[Texte présenté]
#####

Le premier sondage concernant la candidature de Marina Silva a mis en évidence le fait que son image est complètement dissociée des luttes partisanes et des scandales politiques de corruption qui ont marqué les dernières campagnes. “Elle bénéficie d’une image de sérieux et de moralité qui contraste totalement avec les autres hommes et femmes politiques du pays”, affirme Antonio Lavareda, qui a ­réalisé cette enquête d’opinion. Malgré son récent changement de parti, Marina Silva est une fidèle du PT depuis trente ans. Elle peut sans complexe revendiquer sa part de gloire dans les bons résultats et la popularité dont bénéficie l’actuel gouvernement. “Elle fait littéralement imploser la candidature de Dilma Rousseff”, estime Ciro Gomes. Le gouvernement suit de près les mouvements de l’ancien ministre de l’Environnement. Mi-août, le président Lula devait la rencontrer, mais il y a finalement renoncé après avoir été informé de la décision de Marina Silva d’entrer dans les rangs du Parti vert.

Seul problème : la taille modeste du Parti vert

Les affinités de Marina Silva avec les écologistes ne datent pas d’hier. Dans les années 1980, elle a été un fervent soutien à la cause de Chico Mendes, le leader écologiste porte-parole des ouvriers seringueiros de la forêt amazonienne et assassiné en 1988. Si la candidature de Marina Silva préoccupe le gouvernement, celui-ci cache encore bien ses éventuelles angoisses. “J’aurais préféré que Marina reste aux côtés du PT, mais je respecterai entièrement la décision qu’elle prendra”, explique Dilma Rousseff. Pour leur part, les sénateurs du PT dans leur ensemble ont envoyé une lettre de solidarité à Marina Silva, alors qu’ils n’ont guère pris la défense du président du Sénat, José Sarney, actuellement impliqué dans des affaires de corruption. “Notre histoire commune va continuer”, écrivent-ils dans ce texte, comme s’ils accordaient à leur consœur une espèce de pardon pour avoir quitté le navire au moment où la tempête fait rage. Le gouvernement a de bonnes raisons d’éviter l’affrontement avec Marina Silva, du moins en cette période de précampagne électorale. La candidate est étroitement associée à l’image du gouvernement actuel. Elle a été la première ministre nommée par Lula en 2002. Sa nomination avait même été annoncée à la presse internationale depuis New York, où le président était en déplacement. Ses cinq années passées aux commandes du ministère de l’Environnement ont été émaillées de conflits avec Dilma Rousseff et l’ancien ministre José Dirceu. Sa plus grande bataille a consisté à convaincre le président de restreindre les autorisations en faveur des aliments transgéniques, mais sa proposition de loi a finalement été écartée par le Congrès. Lors de l’appel d’offres portant sur la construction de centrales hydroélectriques sur la rivière Madeira, elle a réussi à imposer un cahier des charges de 32 points en faveur de l’environnement, qui a retardé la mise en œuvre du projet. Mais sa plus grande déconvenue est liée à la décision du président Lula, fin 2008, de confier à l’ancien ministre Roberto Mangabeira Unger la coordination du plan de développement de l’Amazonie [un projet pharaonique et controversé qui ouvre l’Amazonie à l’exploitation]. Quelques semaines plus tard, Marina Silva lui a fait parvenir sa lettre de démission.

#####

[Entrées fournies]
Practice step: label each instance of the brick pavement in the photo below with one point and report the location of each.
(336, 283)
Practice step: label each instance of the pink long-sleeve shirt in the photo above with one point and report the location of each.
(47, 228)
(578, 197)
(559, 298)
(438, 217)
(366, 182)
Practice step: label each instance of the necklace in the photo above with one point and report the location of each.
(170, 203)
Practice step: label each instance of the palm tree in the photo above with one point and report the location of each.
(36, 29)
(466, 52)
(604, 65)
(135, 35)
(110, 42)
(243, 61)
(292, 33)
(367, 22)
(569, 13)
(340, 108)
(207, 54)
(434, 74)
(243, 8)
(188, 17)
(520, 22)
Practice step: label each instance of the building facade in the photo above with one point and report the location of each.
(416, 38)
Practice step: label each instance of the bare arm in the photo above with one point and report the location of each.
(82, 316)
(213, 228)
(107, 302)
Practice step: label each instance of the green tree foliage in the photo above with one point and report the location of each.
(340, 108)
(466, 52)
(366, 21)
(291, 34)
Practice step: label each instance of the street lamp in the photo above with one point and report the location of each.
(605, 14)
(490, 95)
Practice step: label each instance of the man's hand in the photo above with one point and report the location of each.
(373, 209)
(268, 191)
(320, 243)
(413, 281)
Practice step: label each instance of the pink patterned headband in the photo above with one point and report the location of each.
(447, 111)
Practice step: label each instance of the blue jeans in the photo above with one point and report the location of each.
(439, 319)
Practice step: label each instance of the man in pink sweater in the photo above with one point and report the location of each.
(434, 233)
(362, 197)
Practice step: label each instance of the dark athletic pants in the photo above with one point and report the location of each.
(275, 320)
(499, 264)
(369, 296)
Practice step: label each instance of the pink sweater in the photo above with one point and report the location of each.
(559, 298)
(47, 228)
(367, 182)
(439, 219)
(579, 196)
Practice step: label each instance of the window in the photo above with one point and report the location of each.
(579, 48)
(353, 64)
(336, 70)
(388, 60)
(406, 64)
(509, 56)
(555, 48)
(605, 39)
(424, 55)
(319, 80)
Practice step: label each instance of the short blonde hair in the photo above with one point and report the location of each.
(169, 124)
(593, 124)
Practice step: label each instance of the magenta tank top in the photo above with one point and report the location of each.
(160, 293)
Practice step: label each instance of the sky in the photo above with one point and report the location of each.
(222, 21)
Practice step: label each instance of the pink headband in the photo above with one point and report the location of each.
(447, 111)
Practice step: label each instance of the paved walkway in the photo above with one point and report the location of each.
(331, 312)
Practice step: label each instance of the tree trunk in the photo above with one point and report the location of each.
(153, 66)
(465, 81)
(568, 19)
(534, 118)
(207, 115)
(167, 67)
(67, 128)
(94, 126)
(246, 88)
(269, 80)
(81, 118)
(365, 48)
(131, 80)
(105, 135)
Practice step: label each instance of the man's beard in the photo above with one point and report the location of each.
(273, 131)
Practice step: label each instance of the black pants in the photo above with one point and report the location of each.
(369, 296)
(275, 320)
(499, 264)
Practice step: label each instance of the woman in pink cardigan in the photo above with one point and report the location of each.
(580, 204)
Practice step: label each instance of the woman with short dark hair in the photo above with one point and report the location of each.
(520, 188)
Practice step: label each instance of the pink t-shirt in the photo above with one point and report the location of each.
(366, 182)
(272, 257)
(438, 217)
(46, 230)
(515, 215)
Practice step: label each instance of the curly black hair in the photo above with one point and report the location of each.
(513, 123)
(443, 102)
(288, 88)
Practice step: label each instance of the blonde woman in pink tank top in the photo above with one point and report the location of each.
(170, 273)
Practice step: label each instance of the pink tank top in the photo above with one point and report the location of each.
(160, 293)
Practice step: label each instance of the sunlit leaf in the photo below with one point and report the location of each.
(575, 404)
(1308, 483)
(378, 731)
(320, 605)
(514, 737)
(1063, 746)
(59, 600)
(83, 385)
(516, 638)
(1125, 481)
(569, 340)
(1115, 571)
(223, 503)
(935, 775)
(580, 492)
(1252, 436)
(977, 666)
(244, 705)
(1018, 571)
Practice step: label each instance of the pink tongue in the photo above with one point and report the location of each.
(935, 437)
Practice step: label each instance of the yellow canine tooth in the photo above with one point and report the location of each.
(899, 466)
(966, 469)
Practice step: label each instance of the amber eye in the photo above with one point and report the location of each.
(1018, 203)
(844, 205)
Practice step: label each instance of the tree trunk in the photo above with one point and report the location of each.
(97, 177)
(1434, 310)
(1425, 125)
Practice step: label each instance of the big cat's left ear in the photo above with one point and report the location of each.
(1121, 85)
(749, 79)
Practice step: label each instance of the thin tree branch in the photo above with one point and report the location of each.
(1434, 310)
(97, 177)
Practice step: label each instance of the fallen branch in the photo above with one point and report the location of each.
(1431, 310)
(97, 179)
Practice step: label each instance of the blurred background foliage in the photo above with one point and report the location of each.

#####

[Consigne donnée A] D'après le texte sur Marina Silva, combien de points comptait le cahier des charges qu'elle a imposé pour les centrales hydroélectriques sur la rivière Madeira ?
[Consigne donnée B] Rédigez la suite du texte sur Marina Silva à partir de sa dernière phrase.
Les entrées proviennent d'une autre source que le texte.

[Réponse attendue A] Il comptait 32 points en faveur de l'environnement.

[Réponse attendue B]
Compte tenu de son profil, Marina Silva est en mesure de capter l’électorat du PT. Son principal problème reste la taille plutôt modeste du Parti vert : avec 14 députés, les verts bénéficieront d’à peine deux minutes quotidiennes à la radio et à la télévision lorsque la campagne électorale sera officiellement lancée. En revanche, l’obédience évangélique de la candidate peut être un avantage dans un pays où cet électorat représenterait 15 % des votes. Mais cela peut également donner lieu à des débats sur des sujets polémiques.